TASK MATERIAL:
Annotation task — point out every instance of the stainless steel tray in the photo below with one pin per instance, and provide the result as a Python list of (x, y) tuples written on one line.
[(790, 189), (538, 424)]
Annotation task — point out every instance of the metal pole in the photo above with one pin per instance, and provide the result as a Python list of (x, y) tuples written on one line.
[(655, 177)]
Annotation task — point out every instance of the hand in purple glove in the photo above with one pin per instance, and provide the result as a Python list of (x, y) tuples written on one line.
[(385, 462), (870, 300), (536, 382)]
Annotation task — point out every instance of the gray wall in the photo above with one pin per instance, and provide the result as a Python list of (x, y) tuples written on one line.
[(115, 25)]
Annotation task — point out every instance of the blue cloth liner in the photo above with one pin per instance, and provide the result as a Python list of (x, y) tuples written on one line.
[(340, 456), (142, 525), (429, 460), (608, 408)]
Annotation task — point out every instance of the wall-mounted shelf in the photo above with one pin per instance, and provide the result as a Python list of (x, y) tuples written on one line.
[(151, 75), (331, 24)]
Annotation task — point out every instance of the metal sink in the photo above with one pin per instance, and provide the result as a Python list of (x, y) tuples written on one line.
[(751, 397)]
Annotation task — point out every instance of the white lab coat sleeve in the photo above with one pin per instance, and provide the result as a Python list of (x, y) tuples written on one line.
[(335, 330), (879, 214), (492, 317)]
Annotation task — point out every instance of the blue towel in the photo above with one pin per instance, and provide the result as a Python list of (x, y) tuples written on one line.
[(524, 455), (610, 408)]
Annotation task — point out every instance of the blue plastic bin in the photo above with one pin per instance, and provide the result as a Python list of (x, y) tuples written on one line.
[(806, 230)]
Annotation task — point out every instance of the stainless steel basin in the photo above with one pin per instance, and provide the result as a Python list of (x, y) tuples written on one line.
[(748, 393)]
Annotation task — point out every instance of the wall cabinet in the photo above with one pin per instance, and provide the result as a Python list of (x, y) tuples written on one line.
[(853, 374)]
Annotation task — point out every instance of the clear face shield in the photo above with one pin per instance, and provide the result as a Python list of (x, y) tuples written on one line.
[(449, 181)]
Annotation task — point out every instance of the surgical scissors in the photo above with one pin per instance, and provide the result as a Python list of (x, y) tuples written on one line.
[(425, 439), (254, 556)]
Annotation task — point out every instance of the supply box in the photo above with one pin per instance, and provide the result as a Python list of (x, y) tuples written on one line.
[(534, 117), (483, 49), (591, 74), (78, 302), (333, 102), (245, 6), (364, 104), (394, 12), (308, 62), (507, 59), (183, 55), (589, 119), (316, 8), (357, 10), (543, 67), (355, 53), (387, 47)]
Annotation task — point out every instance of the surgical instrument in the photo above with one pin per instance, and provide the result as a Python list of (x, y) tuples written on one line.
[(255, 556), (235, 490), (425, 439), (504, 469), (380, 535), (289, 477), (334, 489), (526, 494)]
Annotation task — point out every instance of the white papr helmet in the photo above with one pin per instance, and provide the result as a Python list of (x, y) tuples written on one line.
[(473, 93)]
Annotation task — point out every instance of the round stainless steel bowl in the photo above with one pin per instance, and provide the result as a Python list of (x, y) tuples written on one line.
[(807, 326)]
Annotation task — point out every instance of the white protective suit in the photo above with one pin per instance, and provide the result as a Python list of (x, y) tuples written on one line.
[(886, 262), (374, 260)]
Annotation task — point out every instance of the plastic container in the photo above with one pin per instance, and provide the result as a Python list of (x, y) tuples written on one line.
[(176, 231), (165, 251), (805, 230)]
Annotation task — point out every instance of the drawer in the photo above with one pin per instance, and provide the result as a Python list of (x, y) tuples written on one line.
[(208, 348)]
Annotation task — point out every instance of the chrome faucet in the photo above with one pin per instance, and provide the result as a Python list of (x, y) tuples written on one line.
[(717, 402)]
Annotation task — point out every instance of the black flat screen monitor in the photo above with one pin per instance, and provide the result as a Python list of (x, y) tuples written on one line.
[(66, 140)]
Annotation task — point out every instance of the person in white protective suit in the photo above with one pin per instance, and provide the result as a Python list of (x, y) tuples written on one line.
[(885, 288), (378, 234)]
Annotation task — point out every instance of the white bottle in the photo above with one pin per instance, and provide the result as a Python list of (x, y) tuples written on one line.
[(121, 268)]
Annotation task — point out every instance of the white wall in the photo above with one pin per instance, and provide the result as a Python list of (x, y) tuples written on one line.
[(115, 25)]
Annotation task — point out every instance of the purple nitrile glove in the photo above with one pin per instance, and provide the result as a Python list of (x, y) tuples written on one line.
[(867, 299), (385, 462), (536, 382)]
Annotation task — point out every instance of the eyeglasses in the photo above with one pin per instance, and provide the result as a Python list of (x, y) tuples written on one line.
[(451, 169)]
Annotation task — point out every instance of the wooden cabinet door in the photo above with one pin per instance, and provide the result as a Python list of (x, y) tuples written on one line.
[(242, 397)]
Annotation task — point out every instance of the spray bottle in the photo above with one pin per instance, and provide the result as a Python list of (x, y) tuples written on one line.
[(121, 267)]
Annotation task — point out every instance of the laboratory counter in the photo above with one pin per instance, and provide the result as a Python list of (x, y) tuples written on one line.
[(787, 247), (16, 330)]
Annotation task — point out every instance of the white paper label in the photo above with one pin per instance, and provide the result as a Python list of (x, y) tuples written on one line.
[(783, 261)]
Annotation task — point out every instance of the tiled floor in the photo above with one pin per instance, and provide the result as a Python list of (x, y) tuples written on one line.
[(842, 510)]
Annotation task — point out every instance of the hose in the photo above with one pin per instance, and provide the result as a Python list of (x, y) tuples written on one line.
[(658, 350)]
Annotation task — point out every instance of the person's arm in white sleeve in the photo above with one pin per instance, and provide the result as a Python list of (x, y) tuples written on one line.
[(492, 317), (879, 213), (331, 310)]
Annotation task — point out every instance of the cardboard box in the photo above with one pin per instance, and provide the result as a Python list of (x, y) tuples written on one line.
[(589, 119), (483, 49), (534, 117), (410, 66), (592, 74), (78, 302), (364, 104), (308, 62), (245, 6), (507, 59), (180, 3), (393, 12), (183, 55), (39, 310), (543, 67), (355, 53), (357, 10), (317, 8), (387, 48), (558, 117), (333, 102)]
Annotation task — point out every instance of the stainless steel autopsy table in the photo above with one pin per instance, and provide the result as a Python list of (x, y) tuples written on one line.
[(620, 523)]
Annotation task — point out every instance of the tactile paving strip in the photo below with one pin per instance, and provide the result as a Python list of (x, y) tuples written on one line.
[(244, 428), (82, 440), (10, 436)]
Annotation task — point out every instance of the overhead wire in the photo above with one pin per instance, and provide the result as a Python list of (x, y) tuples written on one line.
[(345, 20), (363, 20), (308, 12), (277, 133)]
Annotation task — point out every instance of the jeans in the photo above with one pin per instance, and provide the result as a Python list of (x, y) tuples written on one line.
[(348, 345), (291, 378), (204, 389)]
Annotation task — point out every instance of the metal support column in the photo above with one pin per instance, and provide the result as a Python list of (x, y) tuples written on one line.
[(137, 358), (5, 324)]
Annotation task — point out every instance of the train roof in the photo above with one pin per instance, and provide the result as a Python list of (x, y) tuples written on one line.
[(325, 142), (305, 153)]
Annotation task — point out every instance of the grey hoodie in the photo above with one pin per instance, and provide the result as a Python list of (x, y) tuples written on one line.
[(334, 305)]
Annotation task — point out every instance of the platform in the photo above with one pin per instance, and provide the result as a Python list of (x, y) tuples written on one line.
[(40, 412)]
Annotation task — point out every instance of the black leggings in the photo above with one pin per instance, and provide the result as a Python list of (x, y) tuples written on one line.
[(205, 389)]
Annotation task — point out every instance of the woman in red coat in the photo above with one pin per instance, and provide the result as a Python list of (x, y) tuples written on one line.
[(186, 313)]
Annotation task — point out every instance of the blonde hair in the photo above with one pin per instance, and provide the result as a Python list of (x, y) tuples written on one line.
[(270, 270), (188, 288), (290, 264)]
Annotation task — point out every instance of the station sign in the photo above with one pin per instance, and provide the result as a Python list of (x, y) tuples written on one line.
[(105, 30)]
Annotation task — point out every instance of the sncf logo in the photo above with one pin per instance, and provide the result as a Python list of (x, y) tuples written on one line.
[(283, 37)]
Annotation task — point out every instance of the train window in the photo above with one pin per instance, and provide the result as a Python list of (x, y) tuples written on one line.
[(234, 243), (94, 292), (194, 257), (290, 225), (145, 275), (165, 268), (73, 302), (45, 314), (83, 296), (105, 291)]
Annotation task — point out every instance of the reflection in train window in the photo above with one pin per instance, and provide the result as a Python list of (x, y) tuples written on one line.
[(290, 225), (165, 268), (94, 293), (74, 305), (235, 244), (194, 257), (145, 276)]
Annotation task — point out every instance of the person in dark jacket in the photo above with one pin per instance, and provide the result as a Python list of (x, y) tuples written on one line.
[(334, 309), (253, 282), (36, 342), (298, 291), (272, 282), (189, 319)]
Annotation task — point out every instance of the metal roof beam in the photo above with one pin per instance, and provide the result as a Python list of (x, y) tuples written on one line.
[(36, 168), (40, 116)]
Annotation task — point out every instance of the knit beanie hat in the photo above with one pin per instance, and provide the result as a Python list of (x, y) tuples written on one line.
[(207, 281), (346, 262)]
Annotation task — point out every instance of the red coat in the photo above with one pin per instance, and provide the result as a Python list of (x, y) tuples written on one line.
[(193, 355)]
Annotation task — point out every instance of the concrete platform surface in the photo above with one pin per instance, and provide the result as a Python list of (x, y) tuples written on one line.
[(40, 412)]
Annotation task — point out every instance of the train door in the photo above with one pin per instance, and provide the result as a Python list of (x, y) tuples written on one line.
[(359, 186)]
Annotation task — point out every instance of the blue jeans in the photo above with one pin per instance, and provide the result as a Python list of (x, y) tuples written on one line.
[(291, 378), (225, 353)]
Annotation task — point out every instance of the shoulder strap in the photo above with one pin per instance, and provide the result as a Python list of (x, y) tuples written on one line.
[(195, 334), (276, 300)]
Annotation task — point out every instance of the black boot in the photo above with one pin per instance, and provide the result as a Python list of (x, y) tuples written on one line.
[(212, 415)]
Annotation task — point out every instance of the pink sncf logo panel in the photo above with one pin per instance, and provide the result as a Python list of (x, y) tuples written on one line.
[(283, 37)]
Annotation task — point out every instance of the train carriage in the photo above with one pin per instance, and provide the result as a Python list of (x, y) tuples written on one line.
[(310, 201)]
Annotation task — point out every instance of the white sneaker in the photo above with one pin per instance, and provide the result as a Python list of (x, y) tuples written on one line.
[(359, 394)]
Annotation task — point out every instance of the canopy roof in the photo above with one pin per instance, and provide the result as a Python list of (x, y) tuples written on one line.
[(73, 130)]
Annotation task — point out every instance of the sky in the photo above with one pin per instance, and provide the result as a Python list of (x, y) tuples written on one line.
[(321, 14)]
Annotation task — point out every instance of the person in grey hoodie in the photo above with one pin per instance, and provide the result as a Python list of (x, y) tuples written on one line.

CHALLENGE:
Reproduce the lines of the records starting with the line containing "Annotation task — point out every instance of the white lab" and continuing through the line containing "[(524, 455), (610, 408)]", substituting "marker" for "pin" and leaving all else unchanged.

COMPLETED EXERCISE:
Annotation task — point out every instance of the white lab coat sleeve in the photo above with one marker per instance, and provide the result as a Python list of (x, y) tuples written on one line.
[(335, 330), (879, 214), (492, 317)]
Annotation task — point out every instance of the blue towel in the photo above with one marker per instance, and provide the result as a Python list of (x, y) tuples written on one line.
[(524, 455), (610, 408)]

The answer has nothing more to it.